Exercise details: From the listing below, copy out word for word the lines beginning with the line that contains "Practice step: find every instance of the marigold" and continuing through the end of the listing.

Pointing and labeling listing:
..........

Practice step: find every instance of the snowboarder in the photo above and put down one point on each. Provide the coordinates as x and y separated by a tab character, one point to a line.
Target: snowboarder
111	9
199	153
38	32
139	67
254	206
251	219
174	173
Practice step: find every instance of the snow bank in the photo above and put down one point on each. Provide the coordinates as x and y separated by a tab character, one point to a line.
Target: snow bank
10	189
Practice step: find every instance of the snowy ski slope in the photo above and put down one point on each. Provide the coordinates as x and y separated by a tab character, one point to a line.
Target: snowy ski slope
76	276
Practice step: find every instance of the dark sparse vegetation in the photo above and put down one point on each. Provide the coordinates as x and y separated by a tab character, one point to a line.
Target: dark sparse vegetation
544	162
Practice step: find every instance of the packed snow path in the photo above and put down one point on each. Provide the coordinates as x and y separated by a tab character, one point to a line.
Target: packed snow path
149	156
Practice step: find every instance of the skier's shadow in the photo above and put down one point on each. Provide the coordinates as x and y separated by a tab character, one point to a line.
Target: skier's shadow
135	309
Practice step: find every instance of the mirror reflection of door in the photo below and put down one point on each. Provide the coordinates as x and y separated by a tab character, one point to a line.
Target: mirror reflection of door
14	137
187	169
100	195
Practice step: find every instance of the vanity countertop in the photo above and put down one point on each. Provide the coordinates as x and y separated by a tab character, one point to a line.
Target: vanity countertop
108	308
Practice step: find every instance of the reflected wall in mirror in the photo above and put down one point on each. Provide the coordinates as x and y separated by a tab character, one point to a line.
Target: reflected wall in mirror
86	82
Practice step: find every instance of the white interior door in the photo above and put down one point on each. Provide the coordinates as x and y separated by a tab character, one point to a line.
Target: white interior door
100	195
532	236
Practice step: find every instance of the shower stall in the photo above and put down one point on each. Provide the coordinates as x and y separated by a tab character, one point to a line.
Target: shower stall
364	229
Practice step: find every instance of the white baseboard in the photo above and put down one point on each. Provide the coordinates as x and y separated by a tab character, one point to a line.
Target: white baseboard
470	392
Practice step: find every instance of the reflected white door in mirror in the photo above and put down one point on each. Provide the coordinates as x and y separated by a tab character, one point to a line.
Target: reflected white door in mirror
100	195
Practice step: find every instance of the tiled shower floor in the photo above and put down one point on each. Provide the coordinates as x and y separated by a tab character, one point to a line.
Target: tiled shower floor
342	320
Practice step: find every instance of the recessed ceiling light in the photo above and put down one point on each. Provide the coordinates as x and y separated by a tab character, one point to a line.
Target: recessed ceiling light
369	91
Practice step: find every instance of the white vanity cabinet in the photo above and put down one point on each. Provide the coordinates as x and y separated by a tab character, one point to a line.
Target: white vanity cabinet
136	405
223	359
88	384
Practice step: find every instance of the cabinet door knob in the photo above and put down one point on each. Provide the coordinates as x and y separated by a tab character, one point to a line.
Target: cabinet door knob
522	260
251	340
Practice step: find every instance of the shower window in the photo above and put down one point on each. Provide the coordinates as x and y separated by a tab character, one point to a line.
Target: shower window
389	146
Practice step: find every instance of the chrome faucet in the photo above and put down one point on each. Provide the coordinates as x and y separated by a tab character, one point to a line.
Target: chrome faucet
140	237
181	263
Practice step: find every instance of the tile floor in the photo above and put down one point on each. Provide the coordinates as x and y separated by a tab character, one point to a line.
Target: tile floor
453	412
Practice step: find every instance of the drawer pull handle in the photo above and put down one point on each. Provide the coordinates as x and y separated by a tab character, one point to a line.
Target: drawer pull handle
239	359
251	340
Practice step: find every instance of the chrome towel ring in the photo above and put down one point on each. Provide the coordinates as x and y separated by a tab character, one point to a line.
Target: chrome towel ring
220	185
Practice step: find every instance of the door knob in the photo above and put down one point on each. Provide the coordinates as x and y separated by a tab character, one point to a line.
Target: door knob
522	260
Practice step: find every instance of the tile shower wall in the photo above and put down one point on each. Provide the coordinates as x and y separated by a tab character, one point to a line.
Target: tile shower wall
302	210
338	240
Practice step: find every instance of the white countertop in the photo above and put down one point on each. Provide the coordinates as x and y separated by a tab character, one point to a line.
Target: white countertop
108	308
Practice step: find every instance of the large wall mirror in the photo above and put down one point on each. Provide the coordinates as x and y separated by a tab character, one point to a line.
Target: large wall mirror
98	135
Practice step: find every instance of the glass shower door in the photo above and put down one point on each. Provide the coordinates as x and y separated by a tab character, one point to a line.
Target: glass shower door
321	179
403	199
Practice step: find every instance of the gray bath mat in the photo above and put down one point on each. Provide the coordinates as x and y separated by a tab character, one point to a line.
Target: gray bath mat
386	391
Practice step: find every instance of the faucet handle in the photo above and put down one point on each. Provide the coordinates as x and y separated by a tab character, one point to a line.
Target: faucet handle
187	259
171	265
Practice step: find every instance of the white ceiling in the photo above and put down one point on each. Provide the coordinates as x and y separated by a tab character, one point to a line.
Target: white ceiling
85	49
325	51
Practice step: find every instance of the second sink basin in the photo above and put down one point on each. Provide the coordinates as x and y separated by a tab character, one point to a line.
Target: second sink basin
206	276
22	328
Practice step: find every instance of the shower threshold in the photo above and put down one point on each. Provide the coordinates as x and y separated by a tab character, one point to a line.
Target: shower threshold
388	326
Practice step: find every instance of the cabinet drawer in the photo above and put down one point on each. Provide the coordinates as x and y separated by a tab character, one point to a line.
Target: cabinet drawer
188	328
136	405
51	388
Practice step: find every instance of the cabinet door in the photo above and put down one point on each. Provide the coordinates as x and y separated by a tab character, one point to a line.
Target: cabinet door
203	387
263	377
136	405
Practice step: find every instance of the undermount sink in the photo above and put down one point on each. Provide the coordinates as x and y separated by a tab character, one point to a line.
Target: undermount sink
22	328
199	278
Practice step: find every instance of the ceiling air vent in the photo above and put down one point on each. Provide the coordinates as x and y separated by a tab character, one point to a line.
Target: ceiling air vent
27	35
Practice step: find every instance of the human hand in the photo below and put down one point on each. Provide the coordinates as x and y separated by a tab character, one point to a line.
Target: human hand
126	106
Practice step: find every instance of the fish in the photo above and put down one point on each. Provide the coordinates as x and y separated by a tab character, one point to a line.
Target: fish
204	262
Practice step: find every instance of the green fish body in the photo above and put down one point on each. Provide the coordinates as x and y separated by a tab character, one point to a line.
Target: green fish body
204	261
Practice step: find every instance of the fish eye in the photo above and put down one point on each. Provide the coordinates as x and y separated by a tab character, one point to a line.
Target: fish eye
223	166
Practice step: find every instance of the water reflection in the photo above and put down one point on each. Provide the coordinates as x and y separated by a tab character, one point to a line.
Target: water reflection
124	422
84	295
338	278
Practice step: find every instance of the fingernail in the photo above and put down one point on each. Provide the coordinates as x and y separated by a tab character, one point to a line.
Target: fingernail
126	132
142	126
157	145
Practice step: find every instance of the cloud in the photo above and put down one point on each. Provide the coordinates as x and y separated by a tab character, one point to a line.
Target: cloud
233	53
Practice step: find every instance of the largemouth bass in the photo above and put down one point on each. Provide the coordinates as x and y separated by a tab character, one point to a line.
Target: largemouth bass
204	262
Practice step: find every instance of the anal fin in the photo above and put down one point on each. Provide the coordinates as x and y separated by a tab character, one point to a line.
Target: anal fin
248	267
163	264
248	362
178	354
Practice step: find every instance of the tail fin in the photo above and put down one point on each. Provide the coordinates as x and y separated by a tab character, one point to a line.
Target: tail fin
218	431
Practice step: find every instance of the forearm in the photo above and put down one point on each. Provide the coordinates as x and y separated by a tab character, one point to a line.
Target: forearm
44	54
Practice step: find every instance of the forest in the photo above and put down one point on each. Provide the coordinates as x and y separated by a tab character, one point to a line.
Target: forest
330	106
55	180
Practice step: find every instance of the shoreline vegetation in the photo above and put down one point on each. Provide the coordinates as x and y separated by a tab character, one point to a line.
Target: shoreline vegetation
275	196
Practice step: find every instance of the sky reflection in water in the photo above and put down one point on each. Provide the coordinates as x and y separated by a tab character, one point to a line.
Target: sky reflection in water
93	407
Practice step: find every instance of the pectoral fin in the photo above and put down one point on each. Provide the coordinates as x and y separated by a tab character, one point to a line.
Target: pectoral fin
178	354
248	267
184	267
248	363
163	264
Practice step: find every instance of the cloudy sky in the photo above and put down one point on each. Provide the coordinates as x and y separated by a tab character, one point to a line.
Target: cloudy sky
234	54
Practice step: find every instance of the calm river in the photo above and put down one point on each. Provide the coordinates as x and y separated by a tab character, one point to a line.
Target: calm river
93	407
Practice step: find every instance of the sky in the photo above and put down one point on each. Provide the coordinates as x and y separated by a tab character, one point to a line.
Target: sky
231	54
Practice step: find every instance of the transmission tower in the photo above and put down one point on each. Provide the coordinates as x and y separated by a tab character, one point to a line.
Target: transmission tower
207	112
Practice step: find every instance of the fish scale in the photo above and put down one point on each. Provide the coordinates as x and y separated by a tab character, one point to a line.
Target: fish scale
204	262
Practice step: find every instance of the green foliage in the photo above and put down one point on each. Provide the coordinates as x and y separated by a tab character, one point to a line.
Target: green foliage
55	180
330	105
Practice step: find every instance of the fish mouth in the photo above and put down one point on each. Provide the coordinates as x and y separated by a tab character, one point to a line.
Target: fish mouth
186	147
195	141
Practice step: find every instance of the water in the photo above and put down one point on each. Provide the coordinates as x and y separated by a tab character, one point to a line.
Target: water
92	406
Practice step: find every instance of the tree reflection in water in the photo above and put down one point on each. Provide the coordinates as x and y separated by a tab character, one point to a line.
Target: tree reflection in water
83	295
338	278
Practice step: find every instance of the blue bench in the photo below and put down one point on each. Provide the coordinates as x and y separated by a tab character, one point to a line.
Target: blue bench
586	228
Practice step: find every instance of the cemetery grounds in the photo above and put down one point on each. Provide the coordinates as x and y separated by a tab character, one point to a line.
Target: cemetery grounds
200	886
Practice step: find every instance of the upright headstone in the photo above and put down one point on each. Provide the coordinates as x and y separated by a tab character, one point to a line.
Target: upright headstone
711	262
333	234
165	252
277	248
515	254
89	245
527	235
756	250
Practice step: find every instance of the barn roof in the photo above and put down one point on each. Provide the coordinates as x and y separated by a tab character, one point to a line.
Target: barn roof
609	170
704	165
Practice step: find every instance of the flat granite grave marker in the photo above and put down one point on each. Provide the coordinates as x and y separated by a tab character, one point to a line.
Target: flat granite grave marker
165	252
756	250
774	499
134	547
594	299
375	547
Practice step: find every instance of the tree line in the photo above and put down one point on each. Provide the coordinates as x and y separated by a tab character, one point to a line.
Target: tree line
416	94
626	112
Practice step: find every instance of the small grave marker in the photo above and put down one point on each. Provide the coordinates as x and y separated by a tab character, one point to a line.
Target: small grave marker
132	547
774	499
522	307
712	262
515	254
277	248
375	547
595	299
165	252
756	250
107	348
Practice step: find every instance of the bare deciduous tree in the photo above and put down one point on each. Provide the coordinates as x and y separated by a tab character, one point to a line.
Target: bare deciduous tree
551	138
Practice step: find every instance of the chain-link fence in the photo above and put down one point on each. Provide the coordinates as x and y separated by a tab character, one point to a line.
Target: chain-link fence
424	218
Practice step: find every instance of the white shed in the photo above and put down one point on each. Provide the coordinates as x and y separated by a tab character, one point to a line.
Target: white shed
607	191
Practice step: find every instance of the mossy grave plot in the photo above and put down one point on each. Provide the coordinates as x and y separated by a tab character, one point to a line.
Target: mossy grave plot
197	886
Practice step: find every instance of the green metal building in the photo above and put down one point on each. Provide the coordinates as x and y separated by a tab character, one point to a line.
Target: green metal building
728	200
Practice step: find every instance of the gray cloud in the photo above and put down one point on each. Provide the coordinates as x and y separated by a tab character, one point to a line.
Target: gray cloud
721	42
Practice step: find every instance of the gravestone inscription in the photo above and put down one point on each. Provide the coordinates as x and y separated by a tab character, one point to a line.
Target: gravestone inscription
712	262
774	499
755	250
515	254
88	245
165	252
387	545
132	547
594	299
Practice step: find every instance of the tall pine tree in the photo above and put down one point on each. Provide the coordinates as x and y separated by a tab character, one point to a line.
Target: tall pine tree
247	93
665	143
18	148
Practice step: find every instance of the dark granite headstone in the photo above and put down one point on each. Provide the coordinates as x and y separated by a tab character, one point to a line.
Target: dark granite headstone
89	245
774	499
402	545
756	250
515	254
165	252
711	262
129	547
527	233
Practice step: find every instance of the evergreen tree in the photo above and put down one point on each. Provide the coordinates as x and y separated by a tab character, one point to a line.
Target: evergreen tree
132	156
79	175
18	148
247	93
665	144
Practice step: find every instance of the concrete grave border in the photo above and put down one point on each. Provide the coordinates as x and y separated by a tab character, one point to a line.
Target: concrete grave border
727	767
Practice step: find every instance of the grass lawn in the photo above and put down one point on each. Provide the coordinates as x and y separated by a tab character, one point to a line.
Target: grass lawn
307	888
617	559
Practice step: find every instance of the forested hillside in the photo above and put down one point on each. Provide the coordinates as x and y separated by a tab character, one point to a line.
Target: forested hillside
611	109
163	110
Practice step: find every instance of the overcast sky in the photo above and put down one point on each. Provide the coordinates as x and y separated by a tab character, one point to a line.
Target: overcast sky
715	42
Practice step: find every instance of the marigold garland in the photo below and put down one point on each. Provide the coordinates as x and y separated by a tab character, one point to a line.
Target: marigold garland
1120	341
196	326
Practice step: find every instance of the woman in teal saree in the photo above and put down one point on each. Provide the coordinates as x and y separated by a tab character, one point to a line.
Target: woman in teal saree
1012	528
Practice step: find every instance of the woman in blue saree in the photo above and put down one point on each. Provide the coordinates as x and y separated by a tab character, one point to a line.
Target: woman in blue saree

..........

Answer to this problem:
Practice step: find every instance of the marigold garland in the photo below and put down one point on each. Provide the coordinates as x and y separated by a tab character, one point to a line.
Target: marigold garland
1120	341
196	326
Practice step: find every instance of the woman in teal saree in the photo above and put down one point on each. Provide the coordinates as x and y separated by a tab character, one point to a line.
Target: woman in teal saree
1012	528
Practice step: find every instance of the woman in blue saree in the photo above and put down one point on each. Provide the coordinates as x and y separated by a tab character, one point to a line.
Target: woman in blue saree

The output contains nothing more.